Stored items
----

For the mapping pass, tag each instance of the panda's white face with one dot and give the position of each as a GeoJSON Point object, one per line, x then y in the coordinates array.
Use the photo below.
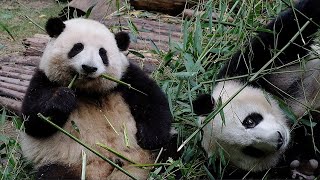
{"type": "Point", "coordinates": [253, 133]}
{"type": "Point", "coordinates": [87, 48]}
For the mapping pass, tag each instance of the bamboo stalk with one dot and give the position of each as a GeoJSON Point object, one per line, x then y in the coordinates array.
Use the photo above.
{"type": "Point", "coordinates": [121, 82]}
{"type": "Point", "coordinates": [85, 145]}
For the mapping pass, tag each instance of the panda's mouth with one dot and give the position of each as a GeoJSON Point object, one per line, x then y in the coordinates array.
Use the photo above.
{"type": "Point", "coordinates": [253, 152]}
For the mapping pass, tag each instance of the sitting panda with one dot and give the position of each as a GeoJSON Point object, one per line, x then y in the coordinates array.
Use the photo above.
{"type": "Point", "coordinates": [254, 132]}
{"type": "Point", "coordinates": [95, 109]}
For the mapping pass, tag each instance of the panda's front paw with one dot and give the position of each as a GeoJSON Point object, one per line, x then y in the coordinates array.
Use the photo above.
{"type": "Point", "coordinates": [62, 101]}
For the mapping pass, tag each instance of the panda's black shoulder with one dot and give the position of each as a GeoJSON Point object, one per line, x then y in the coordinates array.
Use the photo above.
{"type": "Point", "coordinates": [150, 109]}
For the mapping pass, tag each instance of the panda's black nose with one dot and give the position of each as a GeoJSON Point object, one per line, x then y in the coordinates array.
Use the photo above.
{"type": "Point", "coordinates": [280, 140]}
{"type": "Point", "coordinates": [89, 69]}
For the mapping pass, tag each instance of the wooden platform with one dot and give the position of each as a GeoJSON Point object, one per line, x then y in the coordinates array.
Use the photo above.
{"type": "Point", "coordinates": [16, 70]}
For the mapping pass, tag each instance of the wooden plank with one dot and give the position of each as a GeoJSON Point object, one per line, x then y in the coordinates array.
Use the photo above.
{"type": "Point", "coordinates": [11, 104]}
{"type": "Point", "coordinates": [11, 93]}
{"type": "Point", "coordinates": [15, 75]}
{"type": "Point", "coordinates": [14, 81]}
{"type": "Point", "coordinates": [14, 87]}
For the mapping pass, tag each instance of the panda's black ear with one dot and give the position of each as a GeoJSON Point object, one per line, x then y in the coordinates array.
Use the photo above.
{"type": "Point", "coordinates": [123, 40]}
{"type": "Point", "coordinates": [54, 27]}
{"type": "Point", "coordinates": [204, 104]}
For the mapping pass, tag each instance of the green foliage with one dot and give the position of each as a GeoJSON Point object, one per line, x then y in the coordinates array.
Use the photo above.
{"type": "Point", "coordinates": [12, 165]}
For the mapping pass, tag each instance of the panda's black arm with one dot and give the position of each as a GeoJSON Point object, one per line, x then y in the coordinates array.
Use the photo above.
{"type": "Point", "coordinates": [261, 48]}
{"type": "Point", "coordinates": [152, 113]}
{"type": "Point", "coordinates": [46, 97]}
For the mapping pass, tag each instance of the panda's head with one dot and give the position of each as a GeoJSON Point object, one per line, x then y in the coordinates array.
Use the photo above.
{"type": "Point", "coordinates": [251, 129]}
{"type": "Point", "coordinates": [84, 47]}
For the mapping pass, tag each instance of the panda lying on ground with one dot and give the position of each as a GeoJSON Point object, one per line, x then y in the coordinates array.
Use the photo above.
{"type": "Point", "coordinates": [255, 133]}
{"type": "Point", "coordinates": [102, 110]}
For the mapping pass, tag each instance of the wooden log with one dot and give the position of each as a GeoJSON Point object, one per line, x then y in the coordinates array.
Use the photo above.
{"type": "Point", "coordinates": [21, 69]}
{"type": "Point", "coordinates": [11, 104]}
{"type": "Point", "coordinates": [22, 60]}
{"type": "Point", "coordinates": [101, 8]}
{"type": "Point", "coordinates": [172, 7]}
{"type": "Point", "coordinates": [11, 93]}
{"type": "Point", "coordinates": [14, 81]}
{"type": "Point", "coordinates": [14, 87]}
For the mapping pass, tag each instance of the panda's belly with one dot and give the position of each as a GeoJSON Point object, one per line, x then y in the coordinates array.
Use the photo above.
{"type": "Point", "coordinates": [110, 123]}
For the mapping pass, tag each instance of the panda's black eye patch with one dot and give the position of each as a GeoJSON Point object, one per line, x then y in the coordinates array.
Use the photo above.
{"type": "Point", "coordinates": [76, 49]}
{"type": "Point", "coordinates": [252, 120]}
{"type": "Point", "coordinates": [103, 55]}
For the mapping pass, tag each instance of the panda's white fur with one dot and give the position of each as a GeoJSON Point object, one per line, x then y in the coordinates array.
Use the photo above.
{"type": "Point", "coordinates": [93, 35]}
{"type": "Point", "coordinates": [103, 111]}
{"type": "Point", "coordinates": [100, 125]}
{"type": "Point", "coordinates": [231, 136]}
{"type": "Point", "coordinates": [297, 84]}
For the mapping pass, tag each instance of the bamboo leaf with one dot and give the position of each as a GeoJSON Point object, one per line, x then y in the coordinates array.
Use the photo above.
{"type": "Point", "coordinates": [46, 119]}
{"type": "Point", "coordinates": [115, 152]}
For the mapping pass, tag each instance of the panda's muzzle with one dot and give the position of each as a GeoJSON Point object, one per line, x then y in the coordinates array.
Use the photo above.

----

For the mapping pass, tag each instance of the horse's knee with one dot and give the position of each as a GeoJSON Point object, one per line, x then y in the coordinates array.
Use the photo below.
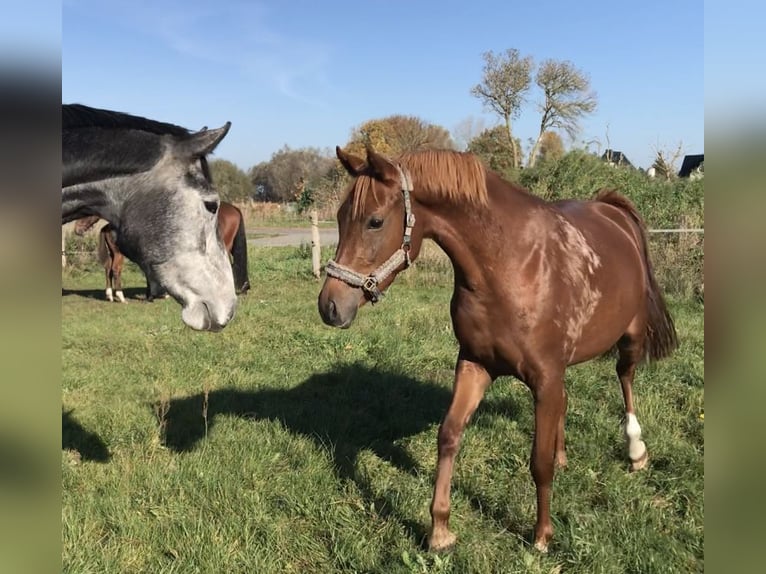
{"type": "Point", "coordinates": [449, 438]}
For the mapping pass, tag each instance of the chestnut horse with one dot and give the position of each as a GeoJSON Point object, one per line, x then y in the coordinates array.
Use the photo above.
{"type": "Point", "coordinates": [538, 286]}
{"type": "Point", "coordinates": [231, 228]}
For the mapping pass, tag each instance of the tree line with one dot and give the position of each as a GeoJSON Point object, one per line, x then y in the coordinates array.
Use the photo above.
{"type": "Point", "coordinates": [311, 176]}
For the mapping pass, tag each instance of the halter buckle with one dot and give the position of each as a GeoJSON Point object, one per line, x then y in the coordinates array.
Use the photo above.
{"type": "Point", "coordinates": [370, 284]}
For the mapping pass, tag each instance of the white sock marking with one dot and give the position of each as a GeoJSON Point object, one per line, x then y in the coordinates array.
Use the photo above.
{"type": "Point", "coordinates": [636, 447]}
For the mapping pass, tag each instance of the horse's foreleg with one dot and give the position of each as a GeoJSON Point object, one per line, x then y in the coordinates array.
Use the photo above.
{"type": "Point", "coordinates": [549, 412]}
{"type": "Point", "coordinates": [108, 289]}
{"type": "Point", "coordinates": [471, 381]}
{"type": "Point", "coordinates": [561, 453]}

----

GIVEN TASK: From the entries above, pick out every line that contains the word "wooden" and copy each one in full. Case counts.

RESULT BELOW:
For the mapping pass, tag each instance of the wooden platform with one dot and give the position of each as a GeoJSON Point object, one per line, x then y in the coordinates array.
For the mapping pass, tag each instance of the wooden plank with one dot and give the position of each as a GeoJSON Point object, one per line, x then y in the coordinates array.
For the mapping pass, tag each instance of the wooden log with one dot and give the position of each as a GeoJSON Point object, one per line, x then y in the coordinates array.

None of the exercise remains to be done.